The Government is proposing a set of changes to employer-assisted temporary work visas to ensure migrants better plug regional and sector skills shortages.

It is consulting on:

- Introducing a new framework for all employer-assisted temporary work visas which will be employer-led, rather than migrant-led, and will simplify the system by reducing the number of application pathways into one enhanced framework.

- Replacing the Essential Skills in Demand Lists with Regional Skills Shortage Lists to better reflect the skill shortages that exist in the regions and provide a stronger signal to temporary migrants of opportunities in regional areas.

- Introducing sector agreements to ensure longer-term structural issues are addressed, so that sectors or industries do not become reliant on migrant labour, at the risk of shutting out opportunities to New Zealanders.

- Improving alignment of the immigration, welfare, and education systems to improve how we work together to increase the employment of New Zealanders and deliver better labour market outcomes for New Zealand.

Migrants can generally get an employer-assisted temporary work visa if an employer can show through labour market tests that there are no suitable New Zealanders available to do the work.

§ Supplied data
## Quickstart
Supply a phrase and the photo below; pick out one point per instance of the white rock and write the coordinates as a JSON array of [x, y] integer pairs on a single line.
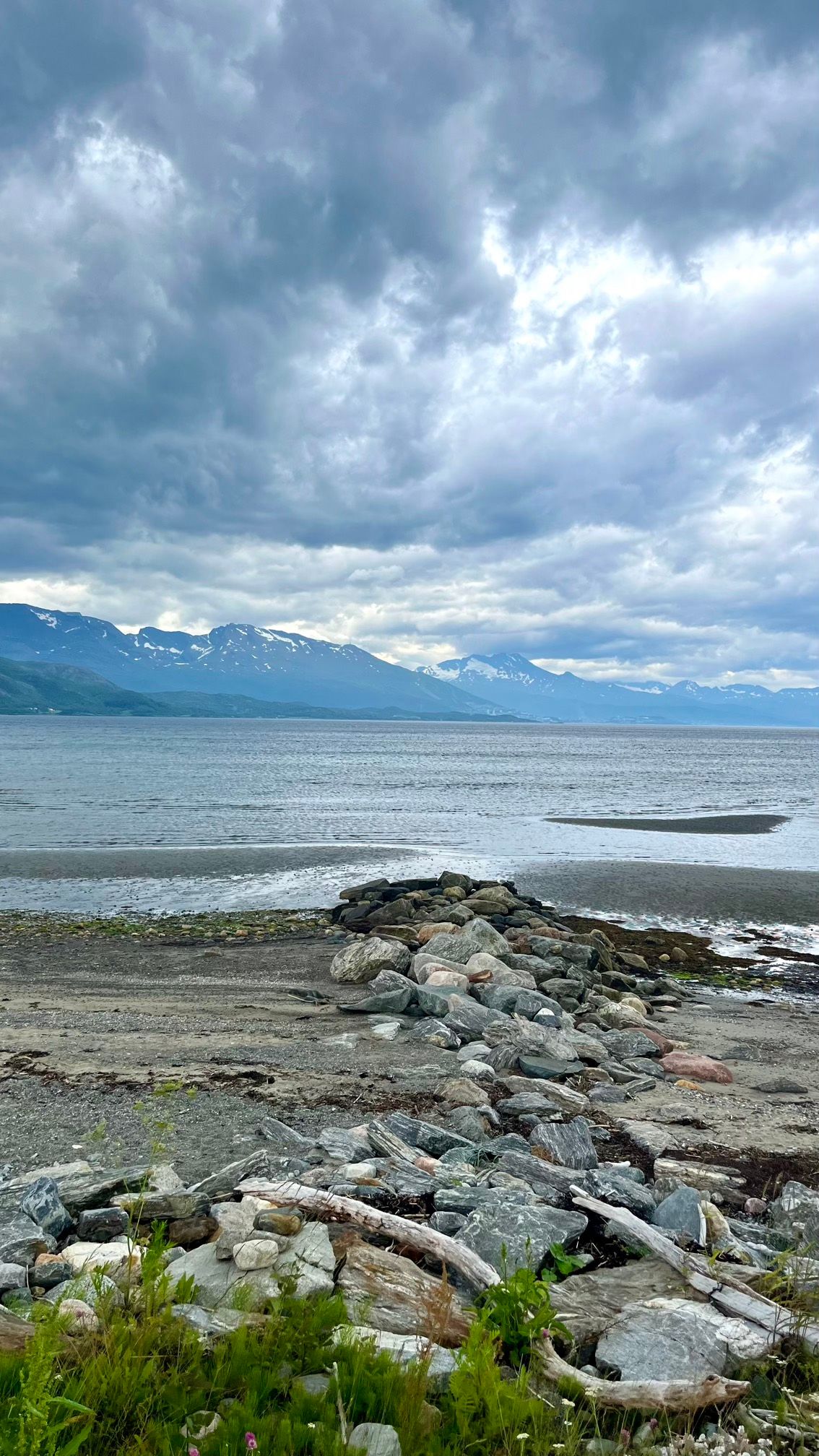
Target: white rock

§ Brief
In the excerpt on proposed changes to employer-assisted temporary work visas, what would replace the Essential Skills in Demand Lists?

§ Completed task
Regional Skills Shortage Lists.